### [RECORD SET]
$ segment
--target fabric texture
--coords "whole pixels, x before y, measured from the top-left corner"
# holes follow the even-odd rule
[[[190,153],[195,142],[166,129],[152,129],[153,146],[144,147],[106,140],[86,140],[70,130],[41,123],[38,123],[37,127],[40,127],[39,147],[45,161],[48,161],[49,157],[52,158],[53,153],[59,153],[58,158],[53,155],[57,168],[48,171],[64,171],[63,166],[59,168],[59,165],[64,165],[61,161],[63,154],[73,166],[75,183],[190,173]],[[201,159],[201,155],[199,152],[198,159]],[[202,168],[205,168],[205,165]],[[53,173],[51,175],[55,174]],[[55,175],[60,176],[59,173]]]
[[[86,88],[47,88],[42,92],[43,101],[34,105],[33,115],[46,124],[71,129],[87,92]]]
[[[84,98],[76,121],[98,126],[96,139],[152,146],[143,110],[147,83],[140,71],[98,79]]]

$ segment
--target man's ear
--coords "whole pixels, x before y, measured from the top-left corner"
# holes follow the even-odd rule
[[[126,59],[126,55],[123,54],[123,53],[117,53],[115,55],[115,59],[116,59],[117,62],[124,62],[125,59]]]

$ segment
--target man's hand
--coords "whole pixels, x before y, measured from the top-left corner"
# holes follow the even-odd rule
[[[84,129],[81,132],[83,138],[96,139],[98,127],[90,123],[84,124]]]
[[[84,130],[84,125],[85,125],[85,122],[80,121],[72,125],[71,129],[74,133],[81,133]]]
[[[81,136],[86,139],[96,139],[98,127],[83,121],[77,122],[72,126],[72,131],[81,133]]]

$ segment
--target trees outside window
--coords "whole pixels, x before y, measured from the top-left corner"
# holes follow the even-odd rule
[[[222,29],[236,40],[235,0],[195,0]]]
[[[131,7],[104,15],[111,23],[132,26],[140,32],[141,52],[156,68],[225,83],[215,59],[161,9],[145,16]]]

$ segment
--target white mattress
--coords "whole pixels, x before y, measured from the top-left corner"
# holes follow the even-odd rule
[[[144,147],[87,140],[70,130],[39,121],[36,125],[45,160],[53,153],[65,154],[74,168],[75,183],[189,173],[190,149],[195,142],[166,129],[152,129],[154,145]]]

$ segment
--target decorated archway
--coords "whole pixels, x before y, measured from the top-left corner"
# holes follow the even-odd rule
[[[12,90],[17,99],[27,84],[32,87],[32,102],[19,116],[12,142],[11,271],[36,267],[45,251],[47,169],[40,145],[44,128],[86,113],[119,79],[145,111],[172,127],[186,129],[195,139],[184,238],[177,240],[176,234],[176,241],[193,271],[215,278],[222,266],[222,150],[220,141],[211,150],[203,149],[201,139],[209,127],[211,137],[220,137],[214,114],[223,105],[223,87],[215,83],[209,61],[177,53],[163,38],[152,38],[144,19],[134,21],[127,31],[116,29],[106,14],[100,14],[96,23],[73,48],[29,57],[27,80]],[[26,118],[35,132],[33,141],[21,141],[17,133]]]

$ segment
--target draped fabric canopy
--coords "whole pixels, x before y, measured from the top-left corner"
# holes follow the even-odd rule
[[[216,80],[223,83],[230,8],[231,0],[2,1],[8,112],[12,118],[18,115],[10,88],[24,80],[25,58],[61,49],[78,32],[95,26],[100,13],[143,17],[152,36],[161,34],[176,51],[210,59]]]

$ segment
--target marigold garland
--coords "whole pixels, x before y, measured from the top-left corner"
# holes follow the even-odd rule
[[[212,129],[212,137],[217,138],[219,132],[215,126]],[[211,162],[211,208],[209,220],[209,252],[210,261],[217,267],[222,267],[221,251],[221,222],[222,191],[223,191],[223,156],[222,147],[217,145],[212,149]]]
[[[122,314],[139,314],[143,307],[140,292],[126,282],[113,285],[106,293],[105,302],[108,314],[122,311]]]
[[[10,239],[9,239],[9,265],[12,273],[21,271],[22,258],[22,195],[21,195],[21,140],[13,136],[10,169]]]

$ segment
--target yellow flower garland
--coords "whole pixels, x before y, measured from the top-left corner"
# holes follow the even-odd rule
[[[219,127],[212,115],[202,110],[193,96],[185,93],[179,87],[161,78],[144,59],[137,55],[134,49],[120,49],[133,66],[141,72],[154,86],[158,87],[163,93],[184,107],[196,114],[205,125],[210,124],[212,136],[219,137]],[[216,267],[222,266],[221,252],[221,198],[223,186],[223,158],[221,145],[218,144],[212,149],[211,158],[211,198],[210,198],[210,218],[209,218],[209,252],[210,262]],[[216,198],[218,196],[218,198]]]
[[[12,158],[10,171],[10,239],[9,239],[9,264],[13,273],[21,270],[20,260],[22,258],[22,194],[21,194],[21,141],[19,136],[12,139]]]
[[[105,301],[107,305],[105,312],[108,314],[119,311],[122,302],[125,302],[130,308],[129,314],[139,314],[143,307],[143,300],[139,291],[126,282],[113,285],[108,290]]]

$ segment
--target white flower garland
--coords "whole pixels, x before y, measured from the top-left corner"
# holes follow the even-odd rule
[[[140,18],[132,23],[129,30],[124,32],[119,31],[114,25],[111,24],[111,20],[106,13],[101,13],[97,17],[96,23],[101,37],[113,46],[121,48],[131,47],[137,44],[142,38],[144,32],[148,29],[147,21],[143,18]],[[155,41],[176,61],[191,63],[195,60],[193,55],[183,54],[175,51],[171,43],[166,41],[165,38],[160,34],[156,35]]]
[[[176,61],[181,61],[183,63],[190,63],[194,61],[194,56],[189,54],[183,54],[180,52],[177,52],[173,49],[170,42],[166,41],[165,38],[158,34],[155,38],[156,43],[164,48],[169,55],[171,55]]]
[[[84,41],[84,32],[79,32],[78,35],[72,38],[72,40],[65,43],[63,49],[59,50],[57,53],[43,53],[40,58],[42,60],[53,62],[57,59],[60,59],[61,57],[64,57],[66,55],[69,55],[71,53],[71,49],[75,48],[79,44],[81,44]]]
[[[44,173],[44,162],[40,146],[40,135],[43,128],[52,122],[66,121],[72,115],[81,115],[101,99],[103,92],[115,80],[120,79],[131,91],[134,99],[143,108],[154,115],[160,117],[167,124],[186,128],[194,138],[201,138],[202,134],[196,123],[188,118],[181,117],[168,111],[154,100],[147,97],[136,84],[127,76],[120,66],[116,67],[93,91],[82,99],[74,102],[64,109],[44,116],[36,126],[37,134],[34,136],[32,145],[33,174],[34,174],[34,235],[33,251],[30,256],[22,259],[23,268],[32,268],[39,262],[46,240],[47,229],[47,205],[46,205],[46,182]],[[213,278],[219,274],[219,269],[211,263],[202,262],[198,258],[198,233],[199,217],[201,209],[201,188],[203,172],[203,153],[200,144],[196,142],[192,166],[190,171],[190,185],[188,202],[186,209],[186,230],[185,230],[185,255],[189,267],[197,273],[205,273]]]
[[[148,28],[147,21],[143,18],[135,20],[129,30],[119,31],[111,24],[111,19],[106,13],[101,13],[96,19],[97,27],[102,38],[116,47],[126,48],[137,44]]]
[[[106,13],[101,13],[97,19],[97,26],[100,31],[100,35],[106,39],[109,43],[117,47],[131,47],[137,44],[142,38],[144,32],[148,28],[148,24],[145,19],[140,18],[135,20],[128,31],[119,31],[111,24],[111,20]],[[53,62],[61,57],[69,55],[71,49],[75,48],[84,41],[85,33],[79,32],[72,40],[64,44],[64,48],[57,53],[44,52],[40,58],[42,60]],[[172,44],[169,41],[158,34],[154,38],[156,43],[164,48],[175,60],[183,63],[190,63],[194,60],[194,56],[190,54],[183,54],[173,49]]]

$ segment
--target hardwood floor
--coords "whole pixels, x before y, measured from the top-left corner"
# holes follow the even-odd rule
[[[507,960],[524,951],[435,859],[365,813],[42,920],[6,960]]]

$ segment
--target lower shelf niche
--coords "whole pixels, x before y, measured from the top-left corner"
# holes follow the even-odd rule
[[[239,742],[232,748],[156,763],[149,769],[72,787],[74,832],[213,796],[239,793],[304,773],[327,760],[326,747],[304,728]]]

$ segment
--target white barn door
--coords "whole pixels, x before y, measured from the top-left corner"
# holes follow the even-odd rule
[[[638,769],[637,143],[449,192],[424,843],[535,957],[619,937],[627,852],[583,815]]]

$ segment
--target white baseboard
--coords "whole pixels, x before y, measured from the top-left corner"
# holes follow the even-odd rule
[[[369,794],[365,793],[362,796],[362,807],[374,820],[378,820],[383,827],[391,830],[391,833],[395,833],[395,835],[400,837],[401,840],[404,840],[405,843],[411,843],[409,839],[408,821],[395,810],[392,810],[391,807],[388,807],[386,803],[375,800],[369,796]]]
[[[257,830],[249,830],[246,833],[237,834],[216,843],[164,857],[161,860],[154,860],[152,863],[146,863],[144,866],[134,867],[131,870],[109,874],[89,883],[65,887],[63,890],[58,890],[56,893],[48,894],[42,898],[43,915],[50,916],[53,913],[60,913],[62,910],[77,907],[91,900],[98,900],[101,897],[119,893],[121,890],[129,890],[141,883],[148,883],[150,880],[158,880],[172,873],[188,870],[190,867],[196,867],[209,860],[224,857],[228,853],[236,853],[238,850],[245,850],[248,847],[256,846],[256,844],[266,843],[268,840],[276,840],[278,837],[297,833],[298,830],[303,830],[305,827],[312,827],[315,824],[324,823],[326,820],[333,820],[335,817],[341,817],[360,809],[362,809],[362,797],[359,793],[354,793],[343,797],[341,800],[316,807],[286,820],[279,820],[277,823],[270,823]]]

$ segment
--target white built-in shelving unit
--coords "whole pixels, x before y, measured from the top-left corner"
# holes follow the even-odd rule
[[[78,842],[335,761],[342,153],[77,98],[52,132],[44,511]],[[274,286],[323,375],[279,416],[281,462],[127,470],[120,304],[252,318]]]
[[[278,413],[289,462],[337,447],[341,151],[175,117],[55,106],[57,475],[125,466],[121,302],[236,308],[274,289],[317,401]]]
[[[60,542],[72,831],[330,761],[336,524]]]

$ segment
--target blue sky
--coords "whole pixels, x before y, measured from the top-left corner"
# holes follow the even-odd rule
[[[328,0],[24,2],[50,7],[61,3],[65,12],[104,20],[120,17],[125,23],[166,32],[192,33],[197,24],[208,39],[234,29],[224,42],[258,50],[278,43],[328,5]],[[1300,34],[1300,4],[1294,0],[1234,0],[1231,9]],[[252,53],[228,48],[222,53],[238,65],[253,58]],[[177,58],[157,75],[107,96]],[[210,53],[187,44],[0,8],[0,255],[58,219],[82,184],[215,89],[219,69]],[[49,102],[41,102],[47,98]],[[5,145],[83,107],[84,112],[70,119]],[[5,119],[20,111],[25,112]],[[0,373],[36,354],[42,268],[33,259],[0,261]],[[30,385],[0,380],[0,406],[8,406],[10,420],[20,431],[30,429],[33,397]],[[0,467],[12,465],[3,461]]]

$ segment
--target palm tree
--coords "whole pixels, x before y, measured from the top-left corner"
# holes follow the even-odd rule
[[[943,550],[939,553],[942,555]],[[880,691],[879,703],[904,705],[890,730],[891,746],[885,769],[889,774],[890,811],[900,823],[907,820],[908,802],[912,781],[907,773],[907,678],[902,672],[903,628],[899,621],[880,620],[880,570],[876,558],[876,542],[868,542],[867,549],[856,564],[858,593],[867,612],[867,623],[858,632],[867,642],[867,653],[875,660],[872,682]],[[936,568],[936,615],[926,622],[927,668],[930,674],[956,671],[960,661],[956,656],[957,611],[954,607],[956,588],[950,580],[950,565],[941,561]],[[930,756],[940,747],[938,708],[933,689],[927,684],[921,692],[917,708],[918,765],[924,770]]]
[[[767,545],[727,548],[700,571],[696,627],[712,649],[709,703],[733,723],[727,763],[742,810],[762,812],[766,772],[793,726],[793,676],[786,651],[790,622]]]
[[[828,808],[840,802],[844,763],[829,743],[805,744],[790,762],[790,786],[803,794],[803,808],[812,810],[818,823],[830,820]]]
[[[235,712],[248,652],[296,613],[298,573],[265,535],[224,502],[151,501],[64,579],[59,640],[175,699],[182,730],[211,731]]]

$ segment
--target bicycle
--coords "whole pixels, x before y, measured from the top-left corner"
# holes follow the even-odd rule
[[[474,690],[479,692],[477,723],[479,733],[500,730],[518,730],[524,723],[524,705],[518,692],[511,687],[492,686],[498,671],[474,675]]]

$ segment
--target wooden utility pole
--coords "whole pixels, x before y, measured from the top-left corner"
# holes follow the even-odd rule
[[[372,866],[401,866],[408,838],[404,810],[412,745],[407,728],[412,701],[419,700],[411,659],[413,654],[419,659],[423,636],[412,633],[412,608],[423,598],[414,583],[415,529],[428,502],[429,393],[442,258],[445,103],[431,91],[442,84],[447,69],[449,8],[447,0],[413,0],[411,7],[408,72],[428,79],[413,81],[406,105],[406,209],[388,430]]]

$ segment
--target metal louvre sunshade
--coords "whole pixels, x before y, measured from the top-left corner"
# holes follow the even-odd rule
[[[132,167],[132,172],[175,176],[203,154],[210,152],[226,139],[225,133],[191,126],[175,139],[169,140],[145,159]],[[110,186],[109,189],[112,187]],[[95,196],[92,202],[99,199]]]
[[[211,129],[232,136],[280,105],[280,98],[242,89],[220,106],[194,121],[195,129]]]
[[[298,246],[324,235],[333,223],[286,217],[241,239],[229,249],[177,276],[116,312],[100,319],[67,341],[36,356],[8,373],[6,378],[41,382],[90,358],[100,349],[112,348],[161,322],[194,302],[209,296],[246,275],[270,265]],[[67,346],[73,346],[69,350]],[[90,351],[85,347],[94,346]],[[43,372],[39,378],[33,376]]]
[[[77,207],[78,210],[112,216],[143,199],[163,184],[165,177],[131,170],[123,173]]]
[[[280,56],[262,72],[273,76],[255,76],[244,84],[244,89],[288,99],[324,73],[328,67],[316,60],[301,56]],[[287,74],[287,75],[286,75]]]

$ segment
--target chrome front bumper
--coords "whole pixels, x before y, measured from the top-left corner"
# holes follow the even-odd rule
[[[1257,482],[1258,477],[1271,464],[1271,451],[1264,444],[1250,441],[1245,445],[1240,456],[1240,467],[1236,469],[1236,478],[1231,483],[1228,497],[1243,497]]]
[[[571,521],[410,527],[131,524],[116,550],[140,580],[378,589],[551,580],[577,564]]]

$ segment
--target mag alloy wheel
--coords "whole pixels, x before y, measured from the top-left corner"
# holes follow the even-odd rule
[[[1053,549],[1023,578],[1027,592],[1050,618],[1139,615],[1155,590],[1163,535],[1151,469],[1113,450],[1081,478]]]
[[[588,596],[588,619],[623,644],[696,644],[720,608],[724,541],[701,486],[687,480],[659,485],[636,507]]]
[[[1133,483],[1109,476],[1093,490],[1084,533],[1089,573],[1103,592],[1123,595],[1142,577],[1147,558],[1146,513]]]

### [TASK DIRECTIONS]
The answer must contain only the lines from the one with "--target mag alloy wheel" to the end of the entries above, each written out exactly.

### [RESPONSE AREA]
--target mag alloy wheel
--coords "whole pixels, x before y, measured from the top-left corner"
# holes follow the even-odd rule
[[[1053,549],[1023,578],[1027,592],[1050,618],[1139,615],[1155,590],[1163,535],[1151,469],[1113,450],[1081,478]]]
[[[588,596],[588,619],[623,644],[696,644],[720,608],[724,541],[701,486],[687,480],[659,485],[636,507]]]
[[[1133,483],[1109,476],[1093,490],[1084,533],[1089,573],[1103,592],[1123,595],[1142,577],[1147,558],[1146,513]]]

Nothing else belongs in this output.